(Beginning of Excerpt)

I was ready for the second round. My hip was still in its place. I wrapped my wrist tight, pushing the pain aside. I had two more rides. And I was going to make it happen. The motor pulled off and I went straight to the front. 500m to go. I pushed the speed higher, and higher, and higher, and at one lap to go, we were going. I stood up, but there was nothing left, we went into corner one, and I held that black line as hard as I could. Still in the front going down the back straight, I told myself, “Just keep pushing. This is just like training,” I pushed. Coming around corners three and four I could feel them breathing down my throat. But I led through the finish, and won my semi-final, putting me into the 1-6 final for gold. Just like the world cup in Colombia. That was the first time I felt like my old self again. I wasn’t timid, I wasn’t scared. I didn’t feel the pain. I was just, me. And I was proving them wrong, one pedal stroke at a time.
One more ride. I’ve been sitting on the floor of our hotel room applying for jobs, grants, and setting up interviews. I’ve been fighting with insurance companies and hospitals. I didn’t go through all this to give the doubters what they were looking for. But, I fell one place short. A 4th place finish burns worse than finishing 6th. One step from adding to the medal count. One step from a Pan Am Championships.”
I did it.
Back from Pan Ams, I took on three new jobs: Teacher at a tutoring center, coaching with Big Picture Cycling, and working at ERO as a fit specialist. Since then, finding the balance between training and working became harder and harder, as my goals became centered around becoming financially stable, and paying the bills related to my crash in May. Making this transition was one of the hardest decisions I have had to make, after reaching out to my NGB and other resources, it became a reality that I just didn’t have the means to continue living the life of a professional track sprint athlete. But…I’m absolutely in love with what I’m doing. I’ve taken some time away from the bike, but now I’m back riding, and pursuing a few new goals. Without being able to attend the 2015/2016 World cups, my Rio 2016 Olympic dream is a little derailed, but I do believe everything happens for a reason.

(End of Excerpt)
(Beginning of Stored data)

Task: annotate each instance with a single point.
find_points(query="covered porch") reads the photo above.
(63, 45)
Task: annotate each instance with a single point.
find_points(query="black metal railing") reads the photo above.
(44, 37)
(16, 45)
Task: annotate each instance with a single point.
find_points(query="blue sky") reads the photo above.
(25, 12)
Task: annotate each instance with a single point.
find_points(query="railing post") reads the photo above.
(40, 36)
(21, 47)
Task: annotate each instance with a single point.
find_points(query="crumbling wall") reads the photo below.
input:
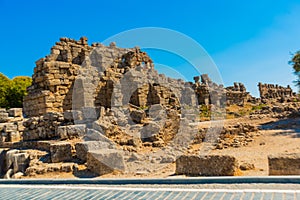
(208, 92)
(54, 77)
(275, 92)
(237, 94)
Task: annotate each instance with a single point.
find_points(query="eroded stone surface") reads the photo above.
(105, 161)
(61, 152)
(212, 165)
(284, 164)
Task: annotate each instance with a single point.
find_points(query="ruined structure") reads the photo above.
(275, 92)
(237, 94)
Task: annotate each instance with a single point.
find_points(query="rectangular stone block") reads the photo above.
(105, 161)
(3, 117)
(71, 131)
(212, 165)
(284, 164)
(82, 148)
(14, 136)
(61, 152)
(15, 112)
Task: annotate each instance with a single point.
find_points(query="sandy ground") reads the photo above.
(275, 137)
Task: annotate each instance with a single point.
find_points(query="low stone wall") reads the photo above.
(213, 165)
(284, 164)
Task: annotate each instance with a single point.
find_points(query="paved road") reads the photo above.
(13, 191)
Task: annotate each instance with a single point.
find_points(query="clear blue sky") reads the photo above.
(250, 41)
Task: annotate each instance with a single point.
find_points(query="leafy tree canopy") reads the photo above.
(13, 91)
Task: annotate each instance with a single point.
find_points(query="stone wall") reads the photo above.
(237, 94)
(208, 92)
(275, 92)
(11, 125)
(54, 76)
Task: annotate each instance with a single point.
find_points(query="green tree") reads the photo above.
(4, 87)
(295, 62)
(17, 91)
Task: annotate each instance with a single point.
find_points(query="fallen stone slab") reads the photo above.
(284, 164)
(20, 162)
(82, 148)
(50, 167)
(2, 159)
(15, 112)
(105, 161)
(212, 165)
(71, 131)
(3, 117)
(60, 152)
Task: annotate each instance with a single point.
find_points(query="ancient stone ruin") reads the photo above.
(102, 105)
(275, 92)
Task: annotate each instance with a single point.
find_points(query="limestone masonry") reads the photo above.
(101, 105)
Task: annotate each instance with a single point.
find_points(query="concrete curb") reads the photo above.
(167, 181)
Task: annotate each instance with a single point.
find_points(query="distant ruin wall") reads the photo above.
(275, 92)
(237, 94)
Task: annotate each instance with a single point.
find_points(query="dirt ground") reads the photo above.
(274, 137)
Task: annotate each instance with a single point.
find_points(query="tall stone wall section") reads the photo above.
(237, 94)
(54, 76)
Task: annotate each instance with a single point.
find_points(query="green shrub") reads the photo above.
(13, 91)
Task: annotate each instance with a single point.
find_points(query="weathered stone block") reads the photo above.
(213, 165)
(15, 112)
(138, 116)
(82, 148)
(3, 117)
(61, 152)
(20, 162)
(71, 115)
(2, 159)
(10, 127)
(14, 136)
(71, 131)
(9, 159)
(105, 161)
(284, 164)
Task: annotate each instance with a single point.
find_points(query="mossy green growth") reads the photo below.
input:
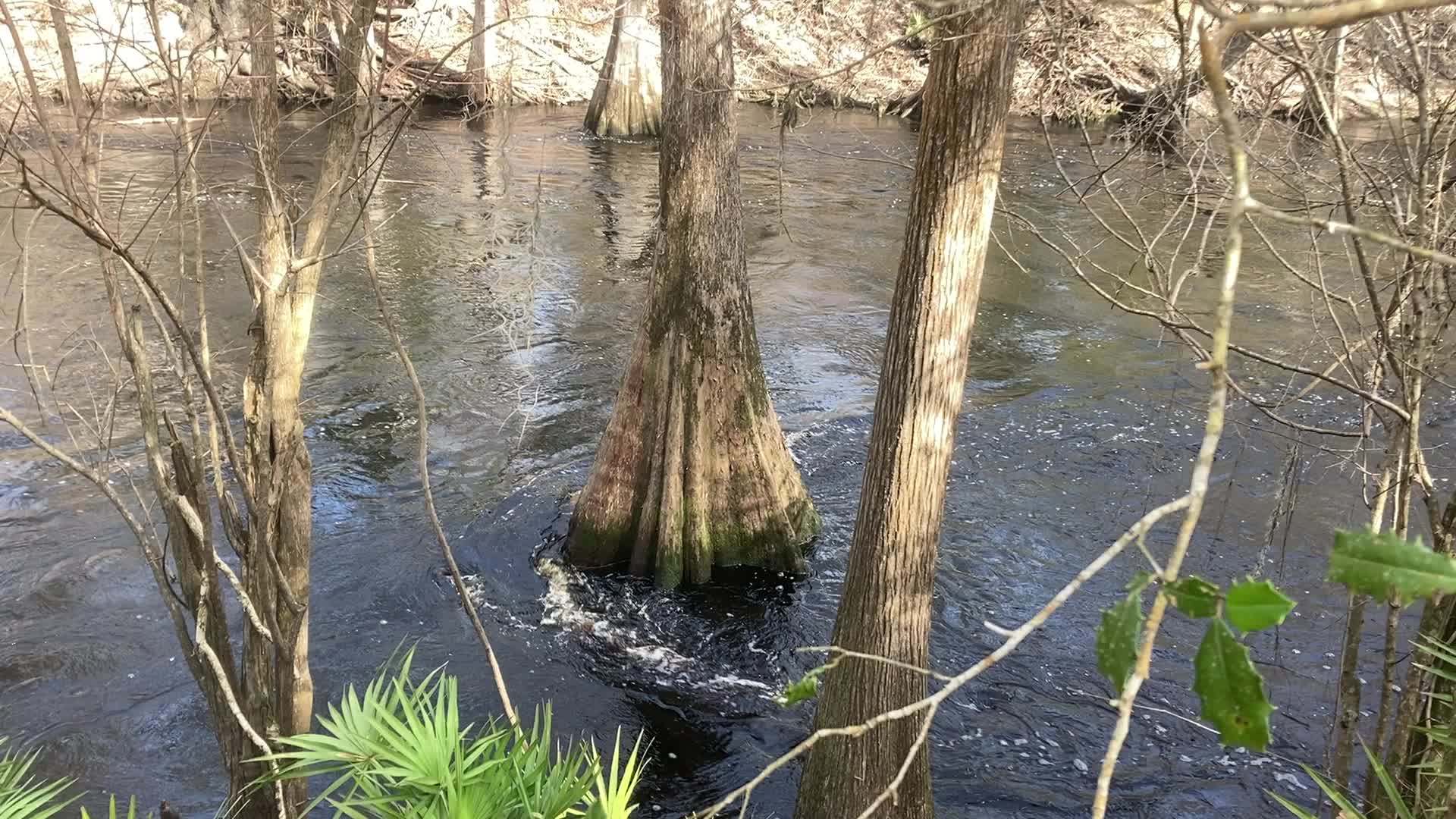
(778, 547)
(590, 545)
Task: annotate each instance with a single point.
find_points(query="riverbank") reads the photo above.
(1075, 64)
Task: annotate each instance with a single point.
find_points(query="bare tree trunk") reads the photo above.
(692, 471)
(628, 99)
(482, 55)
(1320, 107)
(278, 682)
(886, 605)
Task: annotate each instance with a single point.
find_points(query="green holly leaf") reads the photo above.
(1194, 596)
(802, 689)
(1117, 640)
(1256, 605)
(1231, 691)
(1389, 567)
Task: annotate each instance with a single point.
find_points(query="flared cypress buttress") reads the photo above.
(692, 471)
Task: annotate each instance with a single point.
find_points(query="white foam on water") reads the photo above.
(667, 665)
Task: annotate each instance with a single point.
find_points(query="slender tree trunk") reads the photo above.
(886, 604)
(482, 55)
(628, 99)
(277, 681)
(692, 471)
(1320, 108)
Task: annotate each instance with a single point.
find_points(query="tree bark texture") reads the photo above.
(1313, 115)
(692, 471)
(277, 681)
(886, 602)
(482, 53)
(628, 99)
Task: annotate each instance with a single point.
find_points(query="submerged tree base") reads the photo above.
(778, 548)
(692, 472)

(End of Stored data)

Write out the full track cycling narrative word for word, with no changes. The material above plays no part in this work.

I was ready for the second round. My hip was still in its place. I wrapped my wrist tight, pushing the pain aside. I had two more rides. And I was going to make it happen. The motor pulled off and I went straight to the front. 500m to go. I pushed the speed higher, and higher, and higher, and at one lap to go, we were going. I stood up, but there was nothing left, we went into corner one, and I held that black line as hard as I could. Still in the front going down the back straight, I told myself, “Just keep pushing. This is just like training,” I pushed. Coming around corners three and four I could feel them breathing down my throat. But I led through the finish, and won my semi-final, putting me into the 1-6 final for gold. Just like the world cup in Colombia. That was the first time I felt like my old self again. I wasn’t timid, I wasn’t scared. I didn’t feel the pain. I was just, me. And I was proving them wrong, one pedal stroke at a time.
One more ride. I’ve been sitting on the floor of our hotel room applying for jobs, grants, and setting up interviews. I’ve been fighting with insurance companies and hospitals. I didn’t go through all this to give the doubters what they were looking for. But, I fell one place short. A 4th place finish burns worse than finishing 6th. One step from adding to the medal count. One step from a Pan Am Championships.”
I did it.
Back from Pan Ams, I took on three new jobs: Teacher at a tutoring center, coaching with Big Picture Cycling, and working at ERO as a fit specialist. Since then, finding the balance between training and working became harder and harder, as my goals became centered around becoming financially stable, and paying the bills related to my crash in May. Making this transition was one of the hardest decisions I have had to make, after reaching out to my NGB and other resources, it became a reality that I just didn’t have the means to continue living the life of a professional track sprint athlete. But…I’m absolutely in love with what I’m doing. I’ve taken some time away from the bike, but now I’m back riding, and pursuing a few new goals. Without being able to attend the 2015/2016 World cups, my Rio 2016 Olympic dream is a little derailed, but I do believe everything happens for a reason.